'''
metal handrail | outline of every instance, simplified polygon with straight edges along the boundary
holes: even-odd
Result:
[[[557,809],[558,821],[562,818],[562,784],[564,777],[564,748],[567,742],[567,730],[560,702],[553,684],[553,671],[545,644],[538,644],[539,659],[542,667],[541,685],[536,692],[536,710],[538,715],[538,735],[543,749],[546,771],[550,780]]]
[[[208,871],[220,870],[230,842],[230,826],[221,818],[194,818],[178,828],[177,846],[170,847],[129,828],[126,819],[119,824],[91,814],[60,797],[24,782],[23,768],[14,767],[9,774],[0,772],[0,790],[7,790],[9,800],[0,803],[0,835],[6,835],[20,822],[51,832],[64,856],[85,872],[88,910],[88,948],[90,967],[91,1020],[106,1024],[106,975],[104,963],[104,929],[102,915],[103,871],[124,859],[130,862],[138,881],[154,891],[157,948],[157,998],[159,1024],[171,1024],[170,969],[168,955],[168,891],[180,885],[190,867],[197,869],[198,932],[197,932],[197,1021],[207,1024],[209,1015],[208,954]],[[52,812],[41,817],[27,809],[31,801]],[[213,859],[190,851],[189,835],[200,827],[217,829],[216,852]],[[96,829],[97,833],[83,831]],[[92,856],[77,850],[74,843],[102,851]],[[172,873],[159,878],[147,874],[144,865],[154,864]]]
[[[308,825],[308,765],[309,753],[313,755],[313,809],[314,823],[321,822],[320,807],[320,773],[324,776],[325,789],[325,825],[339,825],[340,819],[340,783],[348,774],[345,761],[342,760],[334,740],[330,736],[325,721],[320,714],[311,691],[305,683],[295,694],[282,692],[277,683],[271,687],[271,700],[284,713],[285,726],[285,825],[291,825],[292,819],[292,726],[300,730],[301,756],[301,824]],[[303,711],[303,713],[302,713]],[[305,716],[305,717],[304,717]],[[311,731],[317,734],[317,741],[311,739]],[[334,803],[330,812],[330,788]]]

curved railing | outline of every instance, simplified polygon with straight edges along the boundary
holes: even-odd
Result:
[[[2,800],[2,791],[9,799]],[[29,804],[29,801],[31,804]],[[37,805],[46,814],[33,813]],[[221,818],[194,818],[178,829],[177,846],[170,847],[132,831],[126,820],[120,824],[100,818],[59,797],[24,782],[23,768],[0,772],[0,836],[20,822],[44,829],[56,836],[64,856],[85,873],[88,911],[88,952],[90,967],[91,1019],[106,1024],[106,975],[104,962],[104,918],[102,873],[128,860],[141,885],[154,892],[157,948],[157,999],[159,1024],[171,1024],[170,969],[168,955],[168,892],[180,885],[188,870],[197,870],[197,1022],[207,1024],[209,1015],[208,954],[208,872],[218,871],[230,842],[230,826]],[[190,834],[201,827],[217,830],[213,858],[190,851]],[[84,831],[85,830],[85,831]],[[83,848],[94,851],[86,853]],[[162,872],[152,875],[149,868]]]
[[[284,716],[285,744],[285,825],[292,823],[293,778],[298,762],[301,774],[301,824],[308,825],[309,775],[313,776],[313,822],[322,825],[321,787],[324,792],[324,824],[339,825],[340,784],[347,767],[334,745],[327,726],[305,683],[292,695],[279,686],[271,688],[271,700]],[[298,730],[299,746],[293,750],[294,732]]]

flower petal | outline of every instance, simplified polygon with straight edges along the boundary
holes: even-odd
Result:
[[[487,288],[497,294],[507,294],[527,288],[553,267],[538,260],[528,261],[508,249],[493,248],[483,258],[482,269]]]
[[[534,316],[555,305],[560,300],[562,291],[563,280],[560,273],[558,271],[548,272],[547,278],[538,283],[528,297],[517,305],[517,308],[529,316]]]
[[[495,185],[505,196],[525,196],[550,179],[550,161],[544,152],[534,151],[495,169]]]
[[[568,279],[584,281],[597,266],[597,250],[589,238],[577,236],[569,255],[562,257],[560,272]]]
'''
Take the records and restate them word for word.

metal handrail | outline of every instance, simplified polygon with straight edges along the boundary
holes: even-odd
Result:
[[[557,809],[558,821],[562,818],[562,784],[564,777],[564,748],[567,742],[567,730],[560,702],[553,684],[553,671],[545,644],[538,644],[539,659],[542,667],[541,685],[536,692],[536,710],[538,715],[538,735],[543,749],[546,771],[550,780]]]
[[[208,871],[220,870],[230,842],[230,826],[221,818],[194,818],[178,828],[177,846],[170,847],[129,828],[126,819],[119,824],[91,814],[60,797],[24,782],[23,768],[14,767],[9,774],[0,772],[0,790],[7,790],[9,800],[0,803],[0,835],[6,835],[20,822],[51,832],[64,856],[85,872],[88,910],[88,948],[90,967],[91,1020],[106,1024],[106,975],[104,963],[104,929],[102,915],[103,871],[124,859],[130,862],[138,881],[154,891],[157,948],[157,998],[159,1024],[171,1024],[170,969],[168,955],[168,891],[180,885],[190,867],[197,869],[198,932],[197,932],[197,1021],[207,1024],[209,1015],[208,954]],[[52,812],[41,817],[27,809],[31,801]],[[213,859],[190,851],[189,835],[200,827],[217,829],[216,852]],[[96,829],[97,833],[83,831]],[[92,856],[77,850],[74,843],[102,851]],[[172,873],[159,878],[147,874],[144,865],[154,864]]]
[[[308,825],[308,765],[309,753],[313,755],[313,809],[314,823],[321,822],[320,807],[320,773],[324,776],[325,789],[325,825],[339,825],[340,819],[340,783],[348,774],[345,761],[342,760],[334,740],[330,736],[325,721],[320,714],[311,691],[305,683],[295,694],[282,692],[277,683],[271,687],[271,700],[284,713],[285,726],[285,825],[291,825],[292,819],[292,726],[300,730],[301,756],[301,824]],[[303,711],[303,713],[302,713]],[[305,716],[305,717],[304,717]],[[311,731],[317,734],[317,741],[311,739]],[[334,803],[330,812],[330,788]]]

curved railing | outline of every instance, simplified polygon with straight edges along the boundary
holes: even-odd
Result:
[[[2,800],[2,791],[9,799]],[[29,804],[29,801],[31,804]],[[37,805],[46,814],[33,813]],[[221,818],[194,818],[178,829],[177,846],[170,847],[132,831],[126,820],[120,824],[100,818],[59,797],[24,782],[23,768],[0,772],[0,836],[20,822],[44,829],[56,836],[64,856],[85,873],[88,911],[88,952],[90,967],[91,1019],[106,1024],[106,975],[104,962],[104,918],[102,873],[128,860],[141,885],[154,892],[157,948],[157,999],[159,1024],[171,1024],[170,969],[168,955],[168,892],[180,885],[188,870],[197,870],[197,1022],[207,1024],[209,1015],[208,954],[208,872],[218,871],[230,842],[230,826]],[[190,834],[201,827],[217,830],[213,858],[190,851]],[[84,831],[85,830],[85,831]],[[83,848],[94,851],[86,853]],[[162,872],[152,875],[149,868]]]
[[[284,716],[285,744],[285,825],[292,823],[293,778],[298,762],[301,774],[301,824],[308,825],[309,775],[313,776],[313,822],[322,825],[321,787],[324,792],[324,824],[339,825],[340,784],[347,767],[334,745],[327,726],[305,683],[292,695],[279,686],[271,688],[271,700]],[[298,730],[299,746],[293,750],[294,732]]]

flower petal | outline of every instance, simplified polygon with straight edges along the boundary
holes: even-odd
Result:
[[[487,288],[497,294],[507,294],[527,288],[553,267],[538,260],[528,261],[508,249],[493,248],[483,258],[482,269]]]
[[[534,316],[555,305],[560,300],[562,291],[563,280],[560,273],[558,271],[548,272],[547,278],[538,283],[528,297],[517,305],[517,308],[529,316]]]
[[[495,185],[505,196],[525,196],[550,179],[550,161],[544,152],[534,151],[495,169]]]
[[[568,279],[584,281],[597,266],[597,250],[589,238],[577,236],[569,255],[562,257],[560,272]]]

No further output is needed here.